● **THE TASK**:
Copy the data exactly as it appears, and do not include any pictures.

● **INPUT ROWS**:
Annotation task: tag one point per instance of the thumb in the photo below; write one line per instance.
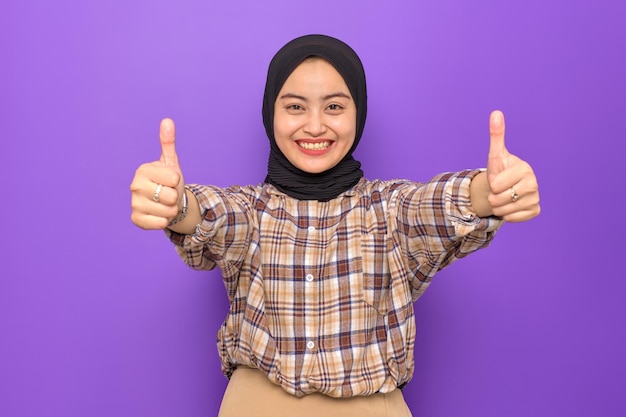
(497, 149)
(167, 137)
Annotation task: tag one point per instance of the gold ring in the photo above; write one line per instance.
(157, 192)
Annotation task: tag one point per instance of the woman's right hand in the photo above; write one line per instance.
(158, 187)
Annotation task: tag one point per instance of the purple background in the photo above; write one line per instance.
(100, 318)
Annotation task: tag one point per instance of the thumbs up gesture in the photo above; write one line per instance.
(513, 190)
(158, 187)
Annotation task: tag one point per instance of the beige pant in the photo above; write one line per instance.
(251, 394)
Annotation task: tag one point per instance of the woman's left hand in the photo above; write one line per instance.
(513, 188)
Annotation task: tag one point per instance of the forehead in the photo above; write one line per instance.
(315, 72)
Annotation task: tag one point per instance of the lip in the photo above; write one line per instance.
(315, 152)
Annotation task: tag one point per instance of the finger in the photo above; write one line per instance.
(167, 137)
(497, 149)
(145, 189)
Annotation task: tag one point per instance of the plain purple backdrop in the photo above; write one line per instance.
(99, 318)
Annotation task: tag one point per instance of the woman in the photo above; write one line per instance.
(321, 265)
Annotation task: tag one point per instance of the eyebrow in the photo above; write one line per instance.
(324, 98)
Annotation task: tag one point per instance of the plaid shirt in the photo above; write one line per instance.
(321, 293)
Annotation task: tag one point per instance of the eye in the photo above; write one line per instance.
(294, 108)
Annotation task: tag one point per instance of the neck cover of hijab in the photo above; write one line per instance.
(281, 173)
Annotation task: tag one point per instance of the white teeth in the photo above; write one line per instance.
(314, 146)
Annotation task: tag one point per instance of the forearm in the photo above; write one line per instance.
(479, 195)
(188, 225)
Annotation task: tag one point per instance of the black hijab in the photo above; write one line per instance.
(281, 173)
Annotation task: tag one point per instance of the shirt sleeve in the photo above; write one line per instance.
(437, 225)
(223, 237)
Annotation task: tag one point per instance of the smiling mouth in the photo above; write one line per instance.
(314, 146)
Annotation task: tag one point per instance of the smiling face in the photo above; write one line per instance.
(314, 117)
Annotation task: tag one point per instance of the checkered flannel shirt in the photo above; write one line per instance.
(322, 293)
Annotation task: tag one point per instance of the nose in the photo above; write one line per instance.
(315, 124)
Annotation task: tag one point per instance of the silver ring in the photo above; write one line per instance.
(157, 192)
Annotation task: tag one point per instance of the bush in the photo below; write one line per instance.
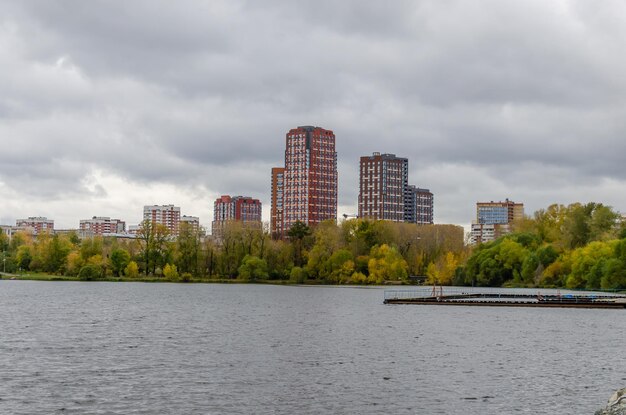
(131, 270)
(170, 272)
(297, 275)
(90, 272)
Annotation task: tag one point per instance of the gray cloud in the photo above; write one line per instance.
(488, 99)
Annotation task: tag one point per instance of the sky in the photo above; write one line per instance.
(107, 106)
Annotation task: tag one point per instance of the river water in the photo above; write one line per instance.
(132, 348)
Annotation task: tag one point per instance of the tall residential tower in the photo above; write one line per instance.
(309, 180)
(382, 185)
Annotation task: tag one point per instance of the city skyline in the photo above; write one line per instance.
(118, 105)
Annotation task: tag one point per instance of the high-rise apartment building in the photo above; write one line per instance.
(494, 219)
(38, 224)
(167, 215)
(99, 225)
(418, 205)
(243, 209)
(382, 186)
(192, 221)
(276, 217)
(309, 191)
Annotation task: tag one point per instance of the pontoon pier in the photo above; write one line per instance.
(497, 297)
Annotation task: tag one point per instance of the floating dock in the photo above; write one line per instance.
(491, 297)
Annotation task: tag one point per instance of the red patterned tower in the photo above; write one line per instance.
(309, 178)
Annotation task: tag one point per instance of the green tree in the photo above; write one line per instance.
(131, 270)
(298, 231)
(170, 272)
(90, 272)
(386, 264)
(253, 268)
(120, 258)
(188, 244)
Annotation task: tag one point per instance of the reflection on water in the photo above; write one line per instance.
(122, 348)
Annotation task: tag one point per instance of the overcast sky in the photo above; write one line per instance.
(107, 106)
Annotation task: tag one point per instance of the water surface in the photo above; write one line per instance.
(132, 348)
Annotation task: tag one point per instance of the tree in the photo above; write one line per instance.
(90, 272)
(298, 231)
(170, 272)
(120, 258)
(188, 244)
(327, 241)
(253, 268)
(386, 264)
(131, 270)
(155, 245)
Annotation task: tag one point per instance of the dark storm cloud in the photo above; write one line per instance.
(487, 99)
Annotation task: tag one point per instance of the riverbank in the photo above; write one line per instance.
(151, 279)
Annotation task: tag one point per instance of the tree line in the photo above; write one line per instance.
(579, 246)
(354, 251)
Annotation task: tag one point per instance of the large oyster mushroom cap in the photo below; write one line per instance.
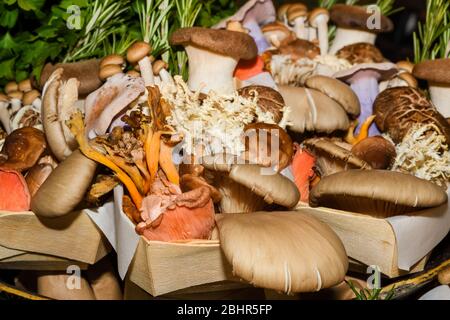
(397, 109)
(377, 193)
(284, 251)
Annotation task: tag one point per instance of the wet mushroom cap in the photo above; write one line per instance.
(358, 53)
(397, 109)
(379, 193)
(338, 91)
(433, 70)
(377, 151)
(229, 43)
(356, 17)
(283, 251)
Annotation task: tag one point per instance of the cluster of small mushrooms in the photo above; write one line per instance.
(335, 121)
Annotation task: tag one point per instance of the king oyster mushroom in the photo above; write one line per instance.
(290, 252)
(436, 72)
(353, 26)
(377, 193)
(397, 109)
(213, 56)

● **EXPECTED ANSWER**:
Annotation task: tag one point per instance of the thumb in the photo below; write one line per instance.
(497, 149)
(167, 137)
Annotation task: tag one point per instance of the gold ring in the photo above; write one line per instance.
(157, 192)
Annotation task: tag one point per instance of the woman's right hand in the photo above; write one line per instance.
(158, 187)
Annotation task: tag one point per instance of the purple background in the photo above; write one line per instance.
(100, 318)
Annotation task: tag one point per instance of the thumbs up gesture in the photo above; write one line per instance.
(513, 190)
(158, 187)
Annotation task: tag one point per instance of the beige pant in the photo above; write one line per instance.
(251, 394)
Annotation task: tag one point per instance of the woman's left hand in the photo above; write one line per instance.
(513, 188)
Annotation task: tag one point per instance of the forehead in the photo above; write one line per instance.
(315, 72)
Annotation task: tag one point per instance of the lip in the photo above; write one line per instance.
(315, 152)
Annotation task: tag one point per instance of the finger in the photo above; write one line per instance.
(167, 137)
(497, 149)
(145, 189)
Annotation task: tag one point per instance of the plain purple backdrop in the photo above; write one line per instance.
(99, 318)
Annotation task: tag one point per instance of the woman in the photo above; write one line per instance.
(321, 265)
Annotation task: tag one point per instance of the eyebrow in the photo above; write one line per instance.
(324, 98)
Annotation task: tag one point per instance of the plaid shirt in the photo above; write one line per instance.
(321, 293)
Annotation task: tag one point per instance of the eye in the photo above; write one line per instance.
(294, 108)
Annotation task: tag one point per instance of the neck cover of hijab in the photo above; write one line per instance.
(281, 173)
Annotation task: tag one point per instance of the white teeth in the photo above; write one line per instance.
(314, 146)
Annotation task: tag one point per instance of the forearm in the photo above; write one line per instance.
(479, 195)
(188, 225)
Annotation task: tag one point per instance of the black hijab in the photo above; write one line per instance.
(281, 173)
Annotation task: tag one point per instance of the shirt sleeve in the photo above; write one line per instance.
(437, 225)
(223, 237)
Annotation task: tag one point per instance of the smiling mouth in the photo above; write one line per instance.
(314, 146)
Annotation task: tag one point per instance of the smiling face in the photo above; write one line per instance.
(314, 117)
Annotation task: tag one point per instance of the checkered flannel shirt in the photo above; write one line per instance.
(322, 293)
Annotation task: tag one point per instance of the nose in the photo above; write one line per instance.
(315, 124)
Annotation task: tag one point per instance of the silver ring in the photo above; write one line per instance.
(157, 192)
Annotation task: tag one point per instance of the bush in the photo below; write one line per instance.
(131, 270)
(170, 272)
(297, 275)
(90, 272)
Annotation task: tag one point per instance of the gray cloud in the photo above; write one line per instance.
(488, 99)
Annotation task: tag one point per instance of the sky in the photo above; write one line per instance.
(107, 106)
Annotation task: tag one point per instance of the river water in the photo above; write one line per instance.
(132, 348)
Annotation task: tag one point per instance of the tall residential tower in the photo above; write one line per instance.
(309, 180)
(382, 185)
Annotation task: tag one point per instance of the city skyline in the photo above; write one line per instance.
(118, 105)
Annotation task: tag one point per instance of the high-rise apartment building in the photo above; write one line per instance.
(494, 219)
(38, 224)
(167, 215)
(99, 225)
(418, 205)
(243, 209)
(382, 186)
(192, 221)
(276, 217)
(309, 191)
Annotation task: tag one point per instance of the pontoon pier in the photo above; write one line per instance.
(497, 297)
Annotation task: tag one point per instance of the floating dock in the photo above; write one line per instance.
(491, 297)
Annotation task: tag one point per instance of the red patterned tower in the photo above; write one line per instance.
(309, 178)
Annotation task: tag one point per instance of the green tree in the photo above; write one line per instance.
(131, 270)
(298, 231)
(170, 272)
(90, 272)
(386, 264)
(253, 268)
(120, 258)
(188, 244)
Annotation task: tag one point per instance of the reflection on water in the photo above; write one line per instance.
(122, 348)
Annotation task: tag one point per instance of the overcast sky in the photo above; write one line per instance.
(107, 106)
Annotation task: tag one point per instance of the water surface in the photo above; write one line per instance.
(132, 348)
Annotation task: tag one point per instance of the tree in the photo above; write one line per instance.
(90, 272)
(298, 231)
(170, 272)
(120, 258)
(188, 244)
(327, 241)
(253, 268)
(386, 264)
(131, 270)
(155, 245)
Annotation task: tag one point per instance of the dark storm cloud in the photo above; write one line per instance.
(487, 99)
Annotation task: tag one point per instance of the riverbank in the photo above; write one line per instance.
(151, 279)
Annotation task: tag one point per instance of the tree line in the photo above; write one line per instance.
(579, 246)
(354, 251)
Annotation task: tag one point per instance of the large oyster mushroom cap in the photo below; write one line per instance.
(397, 109)
(377, 193)
(284, 251)
Annotation task: tag one point per instance of the wet mushroom cap in the photo above; write one line per instance.
(358, 53)
(397, 109)
(379, 193)
(338, 91)
(433, 70)
(377, 151)
(229, 43)
(356, 17)
(283, 251)
Annotation task: tag one point per instance of the cluster of small mushrooms in the photo above; write one line per instance.
(335, 121)
Annotation task: tag one point per instance of the king oyster mushroom in the photo above; write one line per instance.
(290, 252)
(436, 72)
(353, 26)
(377, 193)
(397, 109)
(213, 56)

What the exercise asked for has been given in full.